Goal
Reproduce every line of the data below, keeping each character and its order unchanged.

Exercise data
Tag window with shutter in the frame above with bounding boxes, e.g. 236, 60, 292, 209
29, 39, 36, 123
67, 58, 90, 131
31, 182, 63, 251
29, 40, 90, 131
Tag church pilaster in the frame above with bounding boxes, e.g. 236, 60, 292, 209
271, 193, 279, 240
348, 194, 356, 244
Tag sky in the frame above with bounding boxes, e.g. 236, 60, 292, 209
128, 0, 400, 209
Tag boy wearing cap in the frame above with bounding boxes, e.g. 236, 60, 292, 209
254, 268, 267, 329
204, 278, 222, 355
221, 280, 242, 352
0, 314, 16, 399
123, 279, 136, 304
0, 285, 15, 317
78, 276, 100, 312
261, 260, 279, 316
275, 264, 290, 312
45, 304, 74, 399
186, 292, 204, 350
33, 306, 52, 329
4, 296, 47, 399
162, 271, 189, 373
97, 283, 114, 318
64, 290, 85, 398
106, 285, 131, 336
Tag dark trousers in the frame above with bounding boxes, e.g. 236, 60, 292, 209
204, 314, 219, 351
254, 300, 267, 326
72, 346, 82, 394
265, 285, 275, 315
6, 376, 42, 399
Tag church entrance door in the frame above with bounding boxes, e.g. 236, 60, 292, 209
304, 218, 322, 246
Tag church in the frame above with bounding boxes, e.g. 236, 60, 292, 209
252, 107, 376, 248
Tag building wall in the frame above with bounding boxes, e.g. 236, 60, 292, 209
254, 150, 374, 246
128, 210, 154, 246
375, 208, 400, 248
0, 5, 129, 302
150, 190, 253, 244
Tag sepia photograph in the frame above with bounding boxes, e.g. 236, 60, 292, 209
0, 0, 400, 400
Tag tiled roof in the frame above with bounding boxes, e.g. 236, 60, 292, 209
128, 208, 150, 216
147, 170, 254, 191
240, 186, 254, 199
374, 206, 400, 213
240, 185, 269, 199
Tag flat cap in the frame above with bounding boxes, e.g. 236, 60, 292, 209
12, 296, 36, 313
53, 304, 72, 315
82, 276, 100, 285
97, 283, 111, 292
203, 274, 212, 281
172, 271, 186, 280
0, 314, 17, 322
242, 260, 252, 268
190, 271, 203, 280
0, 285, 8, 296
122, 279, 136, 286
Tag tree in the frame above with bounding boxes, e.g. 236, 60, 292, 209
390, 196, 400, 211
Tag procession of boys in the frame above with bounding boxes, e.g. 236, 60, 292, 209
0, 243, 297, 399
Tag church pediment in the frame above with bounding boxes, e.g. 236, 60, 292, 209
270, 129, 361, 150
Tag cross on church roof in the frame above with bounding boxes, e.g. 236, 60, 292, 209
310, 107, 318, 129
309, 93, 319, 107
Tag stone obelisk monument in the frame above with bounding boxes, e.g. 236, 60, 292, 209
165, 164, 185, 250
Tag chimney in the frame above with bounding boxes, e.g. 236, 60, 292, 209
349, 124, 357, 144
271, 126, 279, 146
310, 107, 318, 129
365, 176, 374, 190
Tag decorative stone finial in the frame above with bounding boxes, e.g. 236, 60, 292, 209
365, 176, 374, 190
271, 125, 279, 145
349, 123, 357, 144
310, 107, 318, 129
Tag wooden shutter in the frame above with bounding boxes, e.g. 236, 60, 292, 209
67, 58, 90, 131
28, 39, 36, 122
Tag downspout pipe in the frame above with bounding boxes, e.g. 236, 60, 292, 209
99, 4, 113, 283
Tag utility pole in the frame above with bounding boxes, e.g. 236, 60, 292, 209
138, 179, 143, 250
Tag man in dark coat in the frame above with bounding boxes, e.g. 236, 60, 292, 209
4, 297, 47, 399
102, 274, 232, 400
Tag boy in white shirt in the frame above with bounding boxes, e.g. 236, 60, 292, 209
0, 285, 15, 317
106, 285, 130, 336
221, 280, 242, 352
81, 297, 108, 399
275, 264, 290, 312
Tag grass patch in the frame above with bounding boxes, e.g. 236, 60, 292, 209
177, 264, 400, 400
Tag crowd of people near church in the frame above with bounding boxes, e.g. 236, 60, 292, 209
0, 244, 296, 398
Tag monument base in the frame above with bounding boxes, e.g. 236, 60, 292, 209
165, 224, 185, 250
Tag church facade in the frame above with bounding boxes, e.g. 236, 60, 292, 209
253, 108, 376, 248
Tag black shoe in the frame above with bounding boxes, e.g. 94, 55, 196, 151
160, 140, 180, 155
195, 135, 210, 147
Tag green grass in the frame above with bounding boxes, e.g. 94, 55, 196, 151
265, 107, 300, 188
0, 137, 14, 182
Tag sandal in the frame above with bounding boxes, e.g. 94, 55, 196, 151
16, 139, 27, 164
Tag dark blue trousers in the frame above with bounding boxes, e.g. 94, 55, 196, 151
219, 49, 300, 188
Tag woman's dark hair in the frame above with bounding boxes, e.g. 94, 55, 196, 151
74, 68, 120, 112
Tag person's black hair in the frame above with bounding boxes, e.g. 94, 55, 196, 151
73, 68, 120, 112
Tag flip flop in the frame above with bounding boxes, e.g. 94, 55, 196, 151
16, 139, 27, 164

Reply
Tag window with shutter in the frame above with bounding boxes, e.g. 236, 60, 292, 209
29, 39, 36, 123
67, 58, 90, 131
31, 182, 63, 251
29, 40, 90, 131
Tag church pilaster in the frame above with bounding boxes, e.g. 236, 60, 292, 209
271, 193, 279, 240
348, 194, 356, 244
Tag sky in the frame above with bounding boxes, e.g. 236, 60, 292, 209
128, 0, 400, 209
Tag boy wearing cap in the frame above with bounding boxes, e.g. 236, 60, 292, 209
254, 268, 267, 329
204, 278, 222, 355
221, 280, 242, 352
0, 314, 16, 399
123, 279, 136, 304
0, 285, 15, 317
78, 276, 100, 312
261, 260, 279, 316
275, 264, 290, 312
45, 304, 74, 399
186, 292, 204, 350
33, 306, 52, 329
4, 296, 47, 399
162, 271, 189, 373
97, 283, 114, 318
64, 290, 85, 398
106, 285, 131, 336
Tag dark trousers in the frame above with bounding boxes, e.g. 236, 60, 292, 209
204, 314, 219, 351
254, 300, 267, 326
72, 346, 82, 394
265, 285, 275, 315
6, 376, 42, 399
Tag church entrance door in the frame above with bounding boxes, e.g. 236, 60, 292, 209
304, 218, 322, 246
Tag church in the frame above with bounding boxes, e.g. 236, 60, 292, 209
252, 107, 376, 248
Tag building wall in the frame above with bounding boxes, e.g. 236, 60, 292, 209
254, 150, 374, 246
128, 210, 154, 246
375, 208, 400, 248
0, 5, 129, 302
150, 190, 253, 244
Tag sepia photograph in the frame above with bounding boxes, e.g. 236, 60, 292, 209
0, 0, 400, 400
Tag tiled roof in the frame above with bounding boxes, e.g. 236, 60, 292, 209
128, 208, 150, 216
147, 170, 254, 191
240, 186, 254, 199
374, 206, 400, 213
240, 185, 269, 199
Tag flat cap in the frame above with bounding boxes, e.g. 236, 60, 292, 209
12, 296, 36, 313
53, 304, 72, 315
82, 276, 100, 285
97, 283, 111, 292
203, 274, 212, 281
172, 271, 186, 280
0, 314, 17, 322
242, 260, 252, 268
190, 271, 203, 280
0, 285, 8, 296
122, 279, 136, 286
Tag tree in the frame above with bounding boxes, e.g. 236, 60, 292, 209
390, 196, 400, 211
Tag procession of boys in the frame above with bounding boxes, e.g. 236, 60, 292, 209
0, 243, 297, 399
Tag church pediment in the frame above with bounding boxes, e.g. 236, 60, 292, 209
270, 129, 361, 150
Tag cross on church roof in the frame above with bounding boxes, e.g. 236, 60, 292, 209
310, 107, 318, 129
309, 93, 319, 107
Tag stone obelisk monument in the frame above with bounding boxes, e.g. 236, 60, 292, 209
165, 164, 185, 250
Tag chimney in the frame above with bounding boxes, e.g. 236, 60, 292, 209
349, 124, 357, 144
271, 126, 279, 146
310, 107, 318, 129
365, 176, 374, 190
Tag decorative stone finial in the frame above with bounding boxes, e.g. 236, 60, 292, 209
365, 176, 374, 190
271, 125, 279, 145
349, 123, 357, 144
310, 107, 318, 129
Tag wooden shutter in the frame above with bounding boxes, e.g. 236, 60, 292, 209
67, 58, 90, 131
28, 39, 36, 122
Tag downspout pipe in the frame above with bounding boxes, e.g. 236, 60, 292, 209
99, 4, 113, 283
Tag utility pole in the frame above with bounding boxes, e.g. 236, 60, 292, 209
138, 179, 143, 250
Tag man in dark coat in the frame above with bounding boxes, e.g. 236, 60, 292, 209
4, 297, 47, 399
102, 274, 232, 400
Tag boy in white shirt in the frame above with bounding boxes, e.g. 236, 60, 292, 209
0, 285, 15, 317
106, 285, 130, 336
221, 280, 242, 352
81, 297, 108, 399
275, 264, 290, 312
Tag grass patch in the frame above with bounding boxes, e.g. 236, 60, 292, 209
177, 264, 400, 400
Tag crowd of people near church in the frame above with bounding boxes, e.g. 236, 60, 292, 209
0, 244, 296, 398
Tag monument base in the frame above with bounding boxes, e.g. 236, 60, 292, 209
165, 224, 185, 250
Tag church facade in the frame above with bounding boxes, e.g. 236, 60, 292, 209
253, 108, 376, 248
Tag black shoe in the frame above with bounding boxes, e.g. 94, 55, 196, 151
160, 140, 180, 155
195, 135, 210, 147
Tag green grass in the frame above with bounding boxes, e.g. 94, 55, 196, 151
265, 107, 300, 188
0, 137, 14, 182
Tag sandal in the frame above with bounding boxes, e.g. 94, 55, 196, 151
16, 139, 27, 164
Tag dark blue trousers in the frame above with bounding boxes, e.g. 94, 55, 196, 151
219, 49, 300, 188
Tag woman's dark hair in the frame above with bounding boxes, e.g. 94, 55, 196, 151
74, 68, 120, 112
Tag person's black hair in the frame above with bounding boxes, e.g. 94, 55, 196, 151
73, 68, 120, 112
Tag flip flop in the frame above with bounding boxes, e.g. 94, 55, 196, 151
16, 139, 27, 164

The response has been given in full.